Records to process:
(begin)

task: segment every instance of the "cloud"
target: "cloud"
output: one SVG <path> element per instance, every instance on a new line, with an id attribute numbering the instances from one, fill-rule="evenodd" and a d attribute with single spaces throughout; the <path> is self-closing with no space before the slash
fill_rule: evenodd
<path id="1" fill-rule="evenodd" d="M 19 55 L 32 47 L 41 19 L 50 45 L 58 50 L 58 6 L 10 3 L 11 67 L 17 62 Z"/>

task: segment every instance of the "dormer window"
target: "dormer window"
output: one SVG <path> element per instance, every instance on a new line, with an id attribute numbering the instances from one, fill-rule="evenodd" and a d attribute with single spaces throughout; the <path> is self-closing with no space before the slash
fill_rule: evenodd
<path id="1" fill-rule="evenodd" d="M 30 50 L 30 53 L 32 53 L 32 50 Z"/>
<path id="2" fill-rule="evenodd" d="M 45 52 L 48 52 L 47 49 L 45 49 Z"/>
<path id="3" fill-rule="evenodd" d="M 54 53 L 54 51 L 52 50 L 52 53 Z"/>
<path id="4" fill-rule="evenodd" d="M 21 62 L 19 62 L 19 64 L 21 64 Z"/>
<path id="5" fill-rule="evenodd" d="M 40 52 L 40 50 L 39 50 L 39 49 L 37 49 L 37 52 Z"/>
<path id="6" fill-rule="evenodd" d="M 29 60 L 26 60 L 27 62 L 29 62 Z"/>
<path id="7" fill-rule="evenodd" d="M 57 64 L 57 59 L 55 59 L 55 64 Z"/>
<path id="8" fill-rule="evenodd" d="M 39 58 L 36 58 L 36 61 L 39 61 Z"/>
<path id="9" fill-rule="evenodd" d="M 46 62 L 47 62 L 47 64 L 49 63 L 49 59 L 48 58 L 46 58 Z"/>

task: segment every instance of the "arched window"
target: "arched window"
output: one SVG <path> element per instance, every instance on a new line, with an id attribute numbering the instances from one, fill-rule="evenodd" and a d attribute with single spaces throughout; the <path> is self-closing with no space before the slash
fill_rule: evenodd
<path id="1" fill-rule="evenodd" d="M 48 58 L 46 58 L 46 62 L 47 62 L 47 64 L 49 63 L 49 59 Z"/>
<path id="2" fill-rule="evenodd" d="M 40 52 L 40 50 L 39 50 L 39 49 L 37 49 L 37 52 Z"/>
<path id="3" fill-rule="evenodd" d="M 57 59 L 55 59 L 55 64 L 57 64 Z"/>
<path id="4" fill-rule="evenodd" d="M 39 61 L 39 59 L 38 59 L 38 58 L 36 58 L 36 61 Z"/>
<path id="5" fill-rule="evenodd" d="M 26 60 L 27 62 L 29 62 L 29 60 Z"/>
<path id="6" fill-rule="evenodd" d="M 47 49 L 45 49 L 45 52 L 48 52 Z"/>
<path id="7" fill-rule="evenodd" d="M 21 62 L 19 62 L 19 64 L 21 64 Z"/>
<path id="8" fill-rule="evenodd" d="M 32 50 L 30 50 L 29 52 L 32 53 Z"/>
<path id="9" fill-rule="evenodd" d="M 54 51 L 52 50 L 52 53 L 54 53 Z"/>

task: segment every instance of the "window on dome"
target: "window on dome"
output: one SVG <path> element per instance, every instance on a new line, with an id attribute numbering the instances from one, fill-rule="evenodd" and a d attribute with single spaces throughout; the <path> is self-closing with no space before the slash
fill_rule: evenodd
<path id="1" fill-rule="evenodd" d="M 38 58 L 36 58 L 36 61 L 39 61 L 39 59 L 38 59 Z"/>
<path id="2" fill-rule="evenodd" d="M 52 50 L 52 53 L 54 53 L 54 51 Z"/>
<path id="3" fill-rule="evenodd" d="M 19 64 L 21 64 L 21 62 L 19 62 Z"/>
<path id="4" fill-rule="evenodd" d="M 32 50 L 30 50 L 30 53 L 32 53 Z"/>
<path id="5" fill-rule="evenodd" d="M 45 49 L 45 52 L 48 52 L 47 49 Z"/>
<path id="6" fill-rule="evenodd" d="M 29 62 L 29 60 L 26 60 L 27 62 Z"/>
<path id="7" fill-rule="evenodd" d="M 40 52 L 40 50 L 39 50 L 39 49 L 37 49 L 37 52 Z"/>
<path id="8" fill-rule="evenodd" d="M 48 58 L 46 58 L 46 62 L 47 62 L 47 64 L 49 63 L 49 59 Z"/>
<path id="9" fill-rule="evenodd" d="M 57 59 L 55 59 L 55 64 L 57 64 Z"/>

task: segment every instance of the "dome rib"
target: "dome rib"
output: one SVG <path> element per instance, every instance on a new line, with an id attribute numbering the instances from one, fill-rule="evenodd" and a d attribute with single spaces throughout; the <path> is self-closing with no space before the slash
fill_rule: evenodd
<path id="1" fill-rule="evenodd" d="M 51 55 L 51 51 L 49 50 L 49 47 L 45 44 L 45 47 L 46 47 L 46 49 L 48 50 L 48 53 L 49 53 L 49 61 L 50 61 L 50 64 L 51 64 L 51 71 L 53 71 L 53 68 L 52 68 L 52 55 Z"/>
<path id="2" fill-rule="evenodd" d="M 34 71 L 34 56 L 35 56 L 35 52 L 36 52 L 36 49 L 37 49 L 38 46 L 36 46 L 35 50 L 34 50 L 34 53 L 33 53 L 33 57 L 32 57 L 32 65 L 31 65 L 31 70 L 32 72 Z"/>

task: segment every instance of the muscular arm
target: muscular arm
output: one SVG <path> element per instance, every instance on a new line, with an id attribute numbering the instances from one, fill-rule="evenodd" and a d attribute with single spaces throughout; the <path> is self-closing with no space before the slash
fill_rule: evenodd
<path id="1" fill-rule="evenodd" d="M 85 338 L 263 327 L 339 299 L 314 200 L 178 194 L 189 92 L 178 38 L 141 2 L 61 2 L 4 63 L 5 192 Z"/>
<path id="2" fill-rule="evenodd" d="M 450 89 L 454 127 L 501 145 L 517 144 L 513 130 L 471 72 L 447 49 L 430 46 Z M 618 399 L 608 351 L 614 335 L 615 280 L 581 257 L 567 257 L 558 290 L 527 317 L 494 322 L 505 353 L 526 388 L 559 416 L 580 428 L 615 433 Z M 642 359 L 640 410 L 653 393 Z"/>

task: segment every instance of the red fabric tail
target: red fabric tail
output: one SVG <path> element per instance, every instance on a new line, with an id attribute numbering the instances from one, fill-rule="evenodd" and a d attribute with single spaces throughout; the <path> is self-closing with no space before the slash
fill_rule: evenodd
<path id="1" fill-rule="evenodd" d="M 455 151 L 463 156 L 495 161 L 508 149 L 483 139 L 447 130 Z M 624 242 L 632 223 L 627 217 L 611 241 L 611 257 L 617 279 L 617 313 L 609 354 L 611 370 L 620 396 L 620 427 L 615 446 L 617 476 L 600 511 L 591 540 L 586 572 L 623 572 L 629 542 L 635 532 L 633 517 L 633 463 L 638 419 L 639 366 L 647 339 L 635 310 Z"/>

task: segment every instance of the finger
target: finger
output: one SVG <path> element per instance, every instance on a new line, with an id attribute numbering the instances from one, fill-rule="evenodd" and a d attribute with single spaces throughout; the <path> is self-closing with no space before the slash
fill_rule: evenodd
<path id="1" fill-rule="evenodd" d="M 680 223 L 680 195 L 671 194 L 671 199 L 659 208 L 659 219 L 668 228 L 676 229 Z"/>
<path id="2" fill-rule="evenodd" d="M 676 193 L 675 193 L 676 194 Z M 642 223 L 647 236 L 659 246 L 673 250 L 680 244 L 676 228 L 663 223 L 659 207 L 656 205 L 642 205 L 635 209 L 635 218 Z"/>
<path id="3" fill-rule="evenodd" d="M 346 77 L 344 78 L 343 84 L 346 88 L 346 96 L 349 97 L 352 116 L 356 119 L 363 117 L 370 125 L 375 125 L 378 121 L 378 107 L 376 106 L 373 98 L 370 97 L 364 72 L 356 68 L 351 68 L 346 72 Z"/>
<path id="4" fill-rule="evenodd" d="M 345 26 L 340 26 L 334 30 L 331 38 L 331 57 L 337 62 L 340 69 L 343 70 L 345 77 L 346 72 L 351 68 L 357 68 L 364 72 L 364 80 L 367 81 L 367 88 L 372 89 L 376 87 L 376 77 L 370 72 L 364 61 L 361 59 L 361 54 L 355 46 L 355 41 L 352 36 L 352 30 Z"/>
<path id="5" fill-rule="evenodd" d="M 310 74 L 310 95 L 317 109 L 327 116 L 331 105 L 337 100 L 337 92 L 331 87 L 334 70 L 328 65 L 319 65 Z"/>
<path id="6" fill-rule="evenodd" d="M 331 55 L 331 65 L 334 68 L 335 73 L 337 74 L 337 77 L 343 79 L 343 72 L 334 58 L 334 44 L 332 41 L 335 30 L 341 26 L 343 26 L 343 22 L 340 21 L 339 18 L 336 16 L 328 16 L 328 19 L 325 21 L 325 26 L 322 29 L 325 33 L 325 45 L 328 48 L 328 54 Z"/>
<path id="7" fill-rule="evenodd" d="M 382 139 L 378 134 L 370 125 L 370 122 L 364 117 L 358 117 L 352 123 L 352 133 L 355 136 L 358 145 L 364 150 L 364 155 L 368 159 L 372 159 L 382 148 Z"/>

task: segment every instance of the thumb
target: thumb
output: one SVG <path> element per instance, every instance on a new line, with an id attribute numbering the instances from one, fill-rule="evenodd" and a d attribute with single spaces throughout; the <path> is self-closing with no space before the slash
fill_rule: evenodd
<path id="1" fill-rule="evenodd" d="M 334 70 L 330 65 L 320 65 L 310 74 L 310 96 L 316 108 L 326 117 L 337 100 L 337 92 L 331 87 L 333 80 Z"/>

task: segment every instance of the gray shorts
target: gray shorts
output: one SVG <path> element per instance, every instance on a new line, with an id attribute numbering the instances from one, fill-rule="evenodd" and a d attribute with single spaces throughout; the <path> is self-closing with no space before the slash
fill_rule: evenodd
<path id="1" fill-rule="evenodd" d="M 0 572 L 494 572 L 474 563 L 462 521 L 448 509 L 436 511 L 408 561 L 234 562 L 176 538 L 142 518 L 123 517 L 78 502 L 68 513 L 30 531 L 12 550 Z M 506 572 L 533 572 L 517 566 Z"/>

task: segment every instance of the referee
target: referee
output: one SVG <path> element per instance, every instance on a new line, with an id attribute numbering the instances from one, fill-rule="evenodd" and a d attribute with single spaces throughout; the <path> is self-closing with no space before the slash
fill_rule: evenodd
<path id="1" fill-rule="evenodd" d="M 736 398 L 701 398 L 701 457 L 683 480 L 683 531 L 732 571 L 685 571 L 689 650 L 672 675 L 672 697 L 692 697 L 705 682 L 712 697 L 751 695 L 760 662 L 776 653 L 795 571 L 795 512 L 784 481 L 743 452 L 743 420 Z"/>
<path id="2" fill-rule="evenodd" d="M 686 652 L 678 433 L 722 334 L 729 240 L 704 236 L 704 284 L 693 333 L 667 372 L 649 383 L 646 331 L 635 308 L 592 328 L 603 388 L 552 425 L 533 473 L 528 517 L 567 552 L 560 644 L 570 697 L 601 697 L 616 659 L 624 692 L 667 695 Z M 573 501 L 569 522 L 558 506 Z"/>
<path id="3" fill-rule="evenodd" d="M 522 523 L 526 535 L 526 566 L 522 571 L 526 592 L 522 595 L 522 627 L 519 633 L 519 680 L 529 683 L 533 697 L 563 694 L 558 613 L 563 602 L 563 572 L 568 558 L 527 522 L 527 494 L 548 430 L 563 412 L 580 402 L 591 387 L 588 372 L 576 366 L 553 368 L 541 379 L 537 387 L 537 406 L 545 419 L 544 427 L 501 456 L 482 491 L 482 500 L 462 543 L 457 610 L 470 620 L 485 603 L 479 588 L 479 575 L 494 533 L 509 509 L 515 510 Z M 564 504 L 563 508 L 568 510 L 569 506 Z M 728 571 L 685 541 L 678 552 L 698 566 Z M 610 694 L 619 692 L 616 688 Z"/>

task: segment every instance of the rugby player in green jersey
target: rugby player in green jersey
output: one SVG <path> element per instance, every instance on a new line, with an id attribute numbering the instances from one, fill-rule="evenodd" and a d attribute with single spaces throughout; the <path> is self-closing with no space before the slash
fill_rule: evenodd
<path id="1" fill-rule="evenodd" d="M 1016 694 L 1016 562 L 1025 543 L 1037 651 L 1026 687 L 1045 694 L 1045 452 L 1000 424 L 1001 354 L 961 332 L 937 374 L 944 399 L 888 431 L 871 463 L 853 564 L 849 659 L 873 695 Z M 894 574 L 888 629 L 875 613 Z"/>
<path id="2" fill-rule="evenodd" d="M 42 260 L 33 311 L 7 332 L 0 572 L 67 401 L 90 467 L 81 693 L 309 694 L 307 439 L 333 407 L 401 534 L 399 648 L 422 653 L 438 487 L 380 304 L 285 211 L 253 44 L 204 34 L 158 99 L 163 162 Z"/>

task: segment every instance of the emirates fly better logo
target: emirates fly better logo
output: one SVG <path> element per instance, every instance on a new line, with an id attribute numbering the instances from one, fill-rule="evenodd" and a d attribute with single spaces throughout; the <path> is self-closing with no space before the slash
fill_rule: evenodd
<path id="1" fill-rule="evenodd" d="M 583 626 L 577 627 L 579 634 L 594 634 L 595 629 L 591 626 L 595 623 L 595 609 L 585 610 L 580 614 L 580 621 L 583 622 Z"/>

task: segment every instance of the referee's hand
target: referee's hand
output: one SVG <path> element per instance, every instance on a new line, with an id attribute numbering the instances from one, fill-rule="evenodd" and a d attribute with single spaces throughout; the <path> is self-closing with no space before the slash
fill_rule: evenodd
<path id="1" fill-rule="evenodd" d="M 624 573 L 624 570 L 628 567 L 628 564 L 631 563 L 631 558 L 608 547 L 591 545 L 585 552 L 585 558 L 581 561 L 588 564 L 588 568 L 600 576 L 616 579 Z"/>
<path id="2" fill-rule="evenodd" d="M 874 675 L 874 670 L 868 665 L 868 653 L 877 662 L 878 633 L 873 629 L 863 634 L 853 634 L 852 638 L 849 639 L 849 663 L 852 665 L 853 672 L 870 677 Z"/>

(end)

Your goal:
Copy the lines above verbatim, starting at the line that contains "task: segment every instance of the muscular" and stopping after the line that contains "85 338 L 263".

Response to the task:
task: segment every instance of the muscular arm
target: muscular arm
output: one SVG <path> element per instance, every instance on a new line, with an id attribute numbering the instances from one, fill-rule="evenodd" and a d attribute with single spaces throughout; the <path> is self-closing with no space before the slash
fill_rule: evenodd
<path id="1" fill-rule="evenodd" d="M 85 338 L 263 327 L 339 299 L 314 200 L 178 194 L 189 92 L 178 38 L 141 2 L 61 2 L 4 63 L 5 192 Z"/>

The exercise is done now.